> _Listing_

****

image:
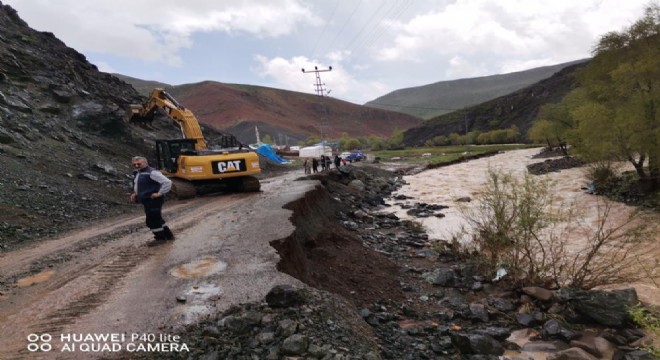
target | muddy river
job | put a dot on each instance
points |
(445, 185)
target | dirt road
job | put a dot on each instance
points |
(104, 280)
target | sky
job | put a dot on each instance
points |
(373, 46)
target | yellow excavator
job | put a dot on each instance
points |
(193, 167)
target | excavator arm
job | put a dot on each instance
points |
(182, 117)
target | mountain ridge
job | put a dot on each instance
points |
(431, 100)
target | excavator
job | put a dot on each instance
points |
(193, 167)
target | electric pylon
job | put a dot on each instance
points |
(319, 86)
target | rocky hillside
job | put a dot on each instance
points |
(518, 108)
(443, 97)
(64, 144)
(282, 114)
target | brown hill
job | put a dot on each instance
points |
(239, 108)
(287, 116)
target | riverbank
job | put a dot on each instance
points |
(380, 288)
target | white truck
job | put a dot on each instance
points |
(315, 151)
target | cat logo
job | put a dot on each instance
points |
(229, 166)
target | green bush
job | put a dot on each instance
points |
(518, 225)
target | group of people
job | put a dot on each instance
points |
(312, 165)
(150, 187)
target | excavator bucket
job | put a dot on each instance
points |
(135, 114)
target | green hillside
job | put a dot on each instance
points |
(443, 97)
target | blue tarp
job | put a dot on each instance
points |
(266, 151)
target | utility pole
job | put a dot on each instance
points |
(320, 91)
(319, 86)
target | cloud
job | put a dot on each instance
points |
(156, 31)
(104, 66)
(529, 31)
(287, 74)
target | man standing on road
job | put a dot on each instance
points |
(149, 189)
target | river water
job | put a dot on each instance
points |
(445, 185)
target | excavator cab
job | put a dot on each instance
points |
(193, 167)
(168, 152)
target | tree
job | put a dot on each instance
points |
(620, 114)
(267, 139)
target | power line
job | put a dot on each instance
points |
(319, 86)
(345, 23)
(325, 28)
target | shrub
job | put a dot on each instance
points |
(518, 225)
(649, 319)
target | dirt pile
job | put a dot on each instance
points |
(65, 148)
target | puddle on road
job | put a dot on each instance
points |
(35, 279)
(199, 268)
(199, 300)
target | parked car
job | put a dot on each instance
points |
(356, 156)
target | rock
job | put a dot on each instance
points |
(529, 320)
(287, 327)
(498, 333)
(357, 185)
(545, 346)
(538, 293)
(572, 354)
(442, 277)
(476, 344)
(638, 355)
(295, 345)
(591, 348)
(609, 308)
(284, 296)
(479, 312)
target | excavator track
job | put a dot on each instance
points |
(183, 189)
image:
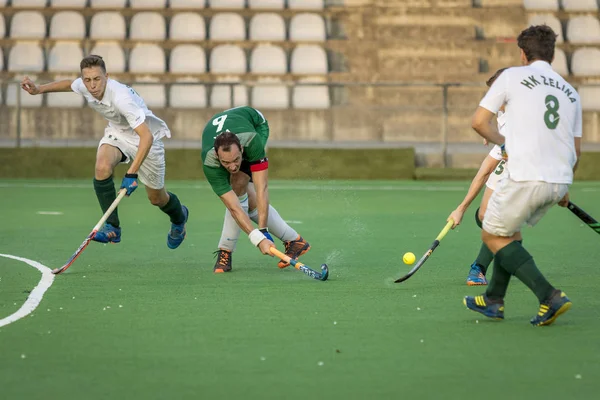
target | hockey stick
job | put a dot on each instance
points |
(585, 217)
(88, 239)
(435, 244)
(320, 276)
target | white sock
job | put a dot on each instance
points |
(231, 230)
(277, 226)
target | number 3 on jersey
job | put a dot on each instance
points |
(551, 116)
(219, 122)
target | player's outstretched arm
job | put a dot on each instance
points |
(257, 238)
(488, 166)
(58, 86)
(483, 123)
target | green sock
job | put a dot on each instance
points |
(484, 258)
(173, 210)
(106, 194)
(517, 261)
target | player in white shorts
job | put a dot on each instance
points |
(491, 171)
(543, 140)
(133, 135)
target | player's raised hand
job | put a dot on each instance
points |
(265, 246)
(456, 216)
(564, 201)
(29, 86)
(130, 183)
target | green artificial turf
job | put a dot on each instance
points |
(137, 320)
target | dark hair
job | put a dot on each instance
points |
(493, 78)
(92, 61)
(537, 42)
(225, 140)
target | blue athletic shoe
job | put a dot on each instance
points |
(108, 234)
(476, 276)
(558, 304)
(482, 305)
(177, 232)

****

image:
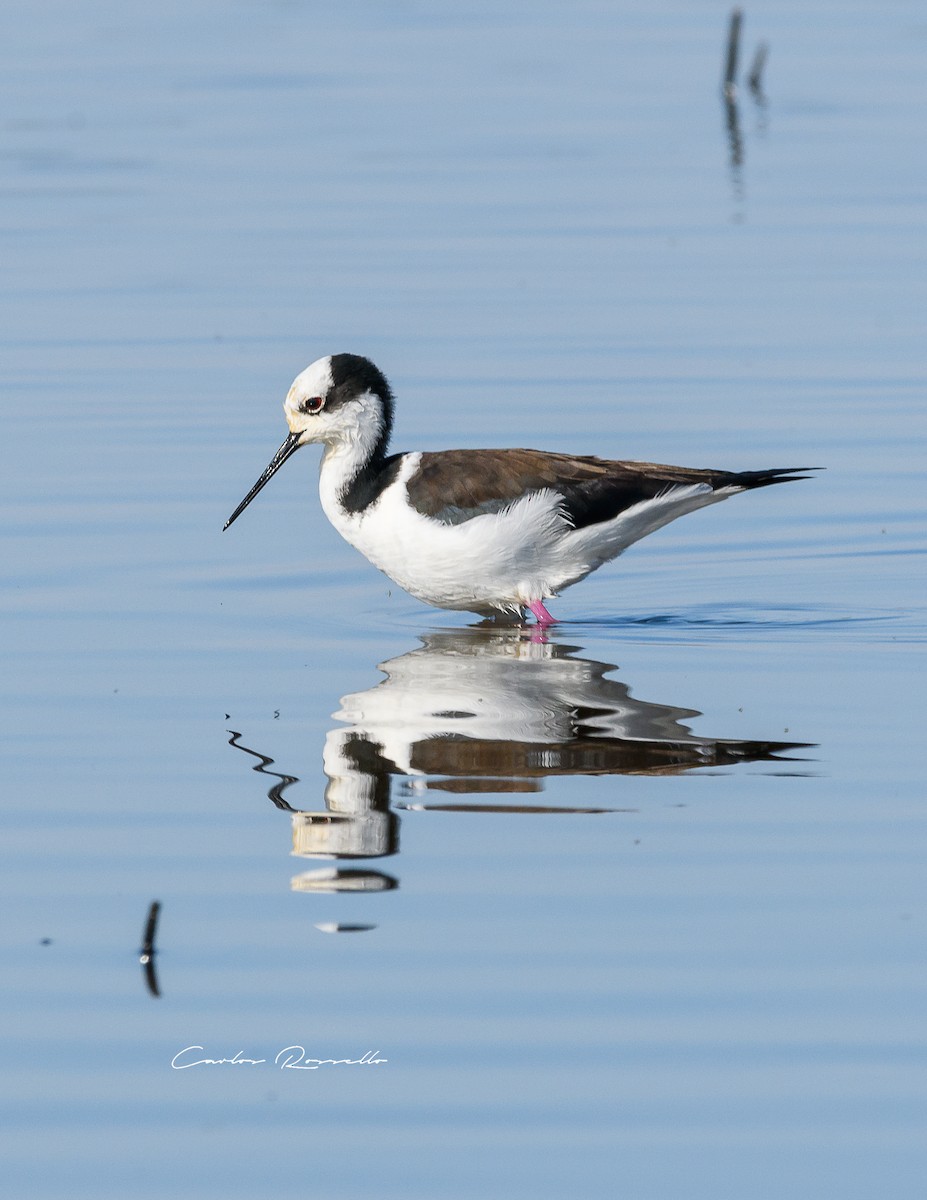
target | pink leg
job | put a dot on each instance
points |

****

> _Exercise goal_
How many lines in the entries above contain the word "player", with case taken into account? Reply with the number alone.

> _The response_
3